§ **Assignment**: The entries below are to be given back exactly, with images excluded.
____________________
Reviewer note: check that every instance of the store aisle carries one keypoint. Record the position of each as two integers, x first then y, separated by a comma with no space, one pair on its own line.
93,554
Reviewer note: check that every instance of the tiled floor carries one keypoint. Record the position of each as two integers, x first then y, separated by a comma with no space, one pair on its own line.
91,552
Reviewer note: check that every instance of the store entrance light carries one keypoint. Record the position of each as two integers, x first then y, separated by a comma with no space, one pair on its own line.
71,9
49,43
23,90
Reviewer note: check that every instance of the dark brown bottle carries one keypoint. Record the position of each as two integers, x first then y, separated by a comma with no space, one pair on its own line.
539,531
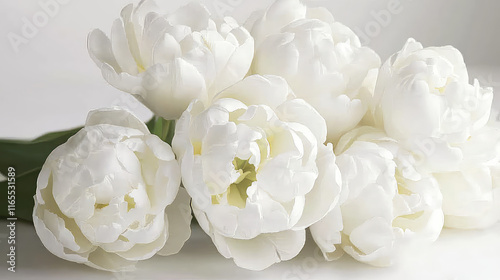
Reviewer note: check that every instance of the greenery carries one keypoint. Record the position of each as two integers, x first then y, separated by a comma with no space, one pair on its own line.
28,157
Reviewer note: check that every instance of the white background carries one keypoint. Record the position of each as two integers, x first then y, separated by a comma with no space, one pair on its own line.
49,83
____________________
§ **Written answer**:
Reviewer note: check that every instance of the store aisle carries one keypoint. Record the position of each as two integers, x first then y, separated by a comma with no space, one pair on its own line.
93,554
Reviewer note: check that every instance of the tiled floor carries one keypoint. Record the position of each as two integers, x first then y, separated by a comma with no space, one pair on its own line.
91,552
Reviewer note: check that every instance of the store entrance light carries one keypoint. Record the position of each as two integers, x first then y, separated by a comma with no space, one pair on its own line.
71,9
49,43
23,90
Reviewer note: check that every instance of the dark brown bottle carries one keypoint. Record the position of each as two integers, x first then y, separated by a comma with no space, one pair on its own line.
539,531
Reviewer note: check that every instance of the greenery carries one keypoint. Record the position of each as two integers, x first then y, separated by a comma with no space, one pair on its own line.
28,157
Reviewer note: check that every instance of the white background carries one keypoint. Record the position of each as two integers, x first then y, separated by a comma with no space, one pair on its own line.
49,83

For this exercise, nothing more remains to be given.